OBJECTIVE 1 -> In the network visualization text, which package is the most popular?
OBJECTIVE 2 -> Copy the network visualization text from "Insight 2: Even" to "visLegend(useGroups = TRUE)".
OBJECTIVE 3 -> Does the network visualization text support each statement? (a) pyqt5 sits far from the other nodes. (b) tkinter is the most popular package. (c) Selecting an ID highlights the nodes connected to it.

TEXT ->
** Begin **
Insight 2: Even though matPLib, tkinter, and pyqt5 all belong to the group Plotting, they spread in different places in the network. matPLib is the most popular one, followed by tkinter, with relatively high interactions with other tags. pyqt5 is far away from other nodes, showing that mostly people ask questions about this topic without confusions of its interacting with other packages.
When an ID is selected, nodes that are connected to it are highlighted.
visNetwork(graph.nodes, graph.edges, main = "Python Network Visualization by ID") %>%
visIgraphLayout(layout = "layout_with_fr") %>%
visOptions(highlightNearest = TRUE, nodesIdSelection = TRUE) %>%
visLegend(useGroups = TRUE)
** End **
Point annotation dataset records
** Begin **
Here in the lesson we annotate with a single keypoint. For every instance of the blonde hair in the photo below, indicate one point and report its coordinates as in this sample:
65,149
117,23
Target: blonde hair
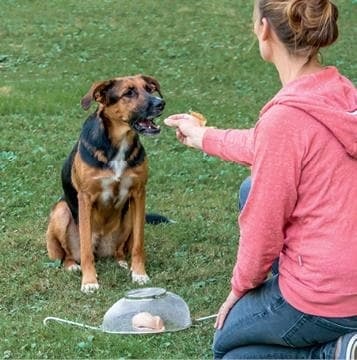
303,26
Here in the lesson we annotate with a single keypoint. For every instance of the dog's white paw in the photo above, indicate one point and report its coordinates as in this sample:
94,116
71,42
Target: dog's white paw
89,288
123,264
74,268
139,279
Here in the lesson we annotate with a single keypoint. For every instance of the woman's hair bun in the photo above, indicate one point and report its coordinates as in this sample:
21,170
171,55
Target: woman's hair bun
314,22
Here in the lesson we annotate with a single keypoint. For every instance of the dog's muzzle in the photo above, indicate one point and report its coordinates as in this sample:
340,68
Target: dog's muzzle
145,124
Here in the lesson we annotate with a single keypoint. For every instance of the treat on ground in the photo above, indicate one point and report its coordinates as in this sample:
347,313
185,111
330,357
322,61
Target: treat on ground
201,119
144,321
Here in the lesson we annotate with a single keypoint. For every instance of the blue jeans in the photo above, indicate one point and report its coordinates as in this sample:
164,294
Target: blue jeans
262,325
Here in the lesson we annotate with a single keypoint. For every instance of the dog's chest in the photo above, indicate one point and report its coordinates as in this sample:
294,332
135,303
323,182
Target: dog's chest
116,188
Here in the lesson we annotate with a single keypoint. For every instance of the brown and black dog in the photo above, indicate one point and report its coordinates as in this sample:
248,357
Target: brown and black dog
102,212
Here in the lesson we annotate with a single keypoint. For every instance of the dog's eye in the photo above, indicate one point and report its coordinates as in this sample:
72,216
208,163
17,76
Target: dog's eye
149,89
130,93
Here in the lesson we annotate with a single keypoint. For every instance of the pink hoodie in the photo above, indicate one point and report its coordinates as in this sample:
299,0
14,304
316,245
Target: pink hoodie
302,206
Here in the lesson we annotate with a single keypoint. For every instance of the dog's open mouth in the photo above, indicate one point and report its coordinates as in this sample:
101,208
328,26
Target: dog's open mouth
146,127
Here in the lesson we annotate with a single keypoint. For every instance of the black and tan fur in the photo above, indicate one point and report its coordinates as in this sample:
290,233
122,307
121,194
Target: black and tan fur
102,212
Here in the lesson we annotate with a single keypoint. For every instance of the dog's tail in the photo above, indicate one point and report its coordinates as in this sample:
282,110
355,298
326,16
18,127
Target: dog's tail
155,219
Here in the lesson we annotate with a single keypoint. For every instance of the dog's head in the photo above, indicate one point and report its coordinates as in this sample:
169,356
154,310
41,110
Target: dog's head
130,101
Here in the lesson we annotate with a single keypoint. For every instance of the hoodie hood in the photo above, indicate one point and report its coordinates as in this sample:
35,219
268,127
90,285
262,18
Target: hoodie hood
328,97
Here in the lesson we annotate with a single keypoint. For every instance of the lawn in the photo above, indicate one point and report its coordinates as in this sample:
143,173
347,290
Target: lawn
204,55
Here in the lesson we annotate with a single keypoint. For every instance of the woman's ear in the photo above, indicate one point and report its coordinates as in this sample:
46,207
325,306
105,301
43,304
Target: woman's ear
264,29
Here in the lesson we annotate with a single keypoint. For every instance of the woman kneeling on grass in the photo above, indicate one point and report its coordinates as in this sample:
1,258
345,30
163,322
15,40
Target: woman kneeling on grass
301,207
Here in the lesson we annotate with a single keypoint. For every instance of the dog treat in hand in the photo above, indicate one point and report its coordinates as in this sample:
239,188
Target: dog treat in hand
201,119
144,321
** End **
WORKED ANSWER 1 -> matPLib

WORKED ANSWER 2 ->
Insight 2: Even though matPLib, tkinter, and pyqt5 all belong to the group Plotting, they spread in different places in the network. matPLib is the most popular one, followed by tkinter, with relatively high interactions with other tags. pyqt5 is far away from other nodes, showing that mostly people ask questions about this topic without confusions of its interacting with other packages.
When an ID is selected, nodes that are connected to it are highlighted.
visNetwork(graph.nodes, graph.edges, main = "Python Network Visualization by ID") %>%
visIgraphLayout(layout = "layout_with_fr") %>%
visOptions(highlightNearest = TRUE, nodesIdSelection = TRUE) %>%
visLegend(useGroups = TRUE)

WORKED ANSWER 3 ->
(a) Yes: "pyqt5 is far away from other nodes"
(b) No: "matPLib is the most popular one, followed by tkinter"
(c) Yes: "When an ID is selected, nodes that are connected to it are highlighted."